— Collected data entries —

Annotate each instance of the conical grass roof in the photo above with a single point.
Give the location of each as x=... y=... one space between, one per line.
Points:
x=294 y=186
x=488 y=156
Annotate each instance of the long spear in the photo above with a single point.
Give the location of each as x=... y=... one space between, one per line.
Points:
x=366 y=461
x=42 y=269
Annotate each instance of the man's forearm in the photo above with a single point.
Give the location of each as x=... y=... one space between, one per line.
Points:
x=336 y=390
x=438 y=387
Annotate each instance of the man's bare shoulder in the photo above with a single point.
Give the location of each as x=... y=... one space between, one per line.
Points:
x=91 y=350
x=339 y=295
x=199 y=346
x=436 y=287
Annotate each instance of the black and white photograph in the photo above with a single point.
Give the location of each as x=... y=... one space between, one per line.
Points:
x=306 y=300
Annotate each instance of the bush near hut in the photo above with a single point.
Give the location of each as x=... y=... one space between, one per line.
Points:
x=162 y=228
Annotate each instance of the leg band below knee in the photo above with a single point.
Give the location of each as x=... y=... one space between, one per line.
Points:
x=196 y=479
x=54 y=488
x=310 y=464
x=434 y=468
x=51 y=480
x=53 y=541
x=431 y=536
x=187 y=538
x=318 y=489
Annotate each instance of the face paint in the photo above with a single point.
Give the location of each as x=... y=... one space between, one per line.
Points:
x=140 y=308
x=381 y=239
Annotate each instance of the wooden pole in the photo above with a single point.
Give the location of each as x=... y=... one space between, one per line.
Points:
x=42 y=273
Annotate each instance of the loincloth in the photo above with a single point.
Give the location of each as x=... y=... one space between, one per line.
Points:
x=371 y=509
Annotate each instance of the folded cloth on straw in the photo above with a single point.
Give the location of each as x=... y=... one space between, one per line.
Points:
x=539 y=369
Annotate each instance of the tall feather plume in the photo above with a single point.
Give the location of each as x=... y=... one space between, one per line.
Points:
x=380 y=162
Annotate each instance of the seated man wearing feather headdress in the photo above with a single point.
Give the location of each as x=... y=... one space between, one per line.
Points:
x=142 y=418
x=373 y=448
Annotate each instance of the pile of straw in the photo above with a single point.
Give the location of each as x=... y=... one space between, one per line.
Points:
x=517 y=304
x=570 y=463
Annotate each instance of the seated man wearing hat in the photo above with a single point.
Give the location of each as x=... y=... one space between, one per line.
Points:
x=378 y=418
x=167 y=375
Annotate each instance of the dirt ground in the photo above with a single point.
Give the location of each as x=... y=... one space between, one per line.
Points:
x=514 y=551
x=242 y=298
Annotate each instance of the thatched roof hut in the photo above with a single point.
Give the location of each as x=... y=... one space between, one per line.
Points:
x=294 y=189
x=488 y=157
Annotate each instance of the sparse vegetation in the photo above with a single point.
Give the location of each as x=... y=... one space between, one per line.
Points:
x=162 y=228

— Goal —
Lay out all of the material above as a two-column CSV with the header instruction,points, with one row for each instruction that holds its full wording and its coordinate points. Quote every field and replace any line breaks inside a field with spaces.

— The output —
instruction,points
"Annotate each instance of the conical grass roof in the photo above with a single point. Give the location of each as x=... y=... one space between, one per line. Points:","x=294 y=186 x=488 y=156"
"Annotate each instance of the long spear in the photo above with a single point. Give the location of each as x=... y=... one space between, one per line. Points:","x=366 y=461 x=42 y=269"
"Annotate each instance of the man's forearm in the photo above with a single point. Give the location of each as x=... y=... one space between, one per line. Points:","x=336 y=390 x=438 y=387"
"Annotate each instance of the man's bare shoulder in the photo above with a single point. Give the location of each as x=... y=... one space between, one per line. Points:","x=91 y=350 x=339 y=295 x=199 y=346 x=436 y=287"
"Annotate each instance of the black and white photograph in the photo above with a single point. Give the location of each as x=... y=... one space between, one per line. Points:","x=306 y=300"
"Annotate each instance of the bush near hut in the photo above with a single point. Give the location of each as x=... y=... one space between, one per line. Points:","x=162 y=228"
"Annotate each instance of the leg band below knee in the photo above with a single point. Give the location of each as x=... y=... one space between, one per line. Points:","x=196 y=479 x=54 y=488 x=310 y=464 x=434 y=468 x=51 y=480 x=53 y=541 x=431 y=536 x=187 y=538 x=318 y=489"
"Annotate each instance of the face paint in the photo above with a single point. Give the location of each as x=... y=... one space between, one per line. Points:","x=140 y=308 x=381 y=239"
"Annotate each instance of the wooden pole in the photo above with a single point. Give the location of each as x=... y=... one space between, one per line. Points:","x=42 y=273"
"Annotate each instance of the loincloth in the photo above with a single point. Give the location of each as x=... y=... one space between, one per line. Points:","x=371 y=509"
"Annotate each instance of the folded cloth on straw in the photo above with a single point. Give the location of each as x=... y=... one space between, one per line. Points:","x=539 y=369"
"Annotate each instance of the tall feather plume in the photo above with a single point. Give the location of each as x=... y=... one space between, one per line. Points:","x=380 y=162"
"Annotate each instance of the seated man wearing feather headdress in the photo above with a single point. Give the location of each as x=... y=... one space between, one per line. Points:","x=142 y=418 x=373 y=448"
"Annotate each instance of the pile of straw in the photo above with a single point. Give the location of each as x=... y=... one space between, one per line. Points:","x=517 y=304 x=570 y=463"
"Annotate each instance of the seated man wearing hat in the photo above with a single point. Give the location of each as x=... y=... one space between, one per line. Points:","x=378 y=418 x=167 y=375"
"Annotate each instance of the dirt ground in the photo above with a single point. Give the location of each as x=... y=... one space between, one per line. Points:","x=514 y=551 x=242 y=298"
"Annotate each instance of the thatched roof hut in the photo above with a single point. Give the location of each as x=... y=... one space between, one per line. Points:","x=294 y=189 x=488 y=157"
"Annotate each instance of the sparse vegetation in the photo above with a single point. Give the location of each as x=... y=... one space between, one per line. Points:","x=162 y=228"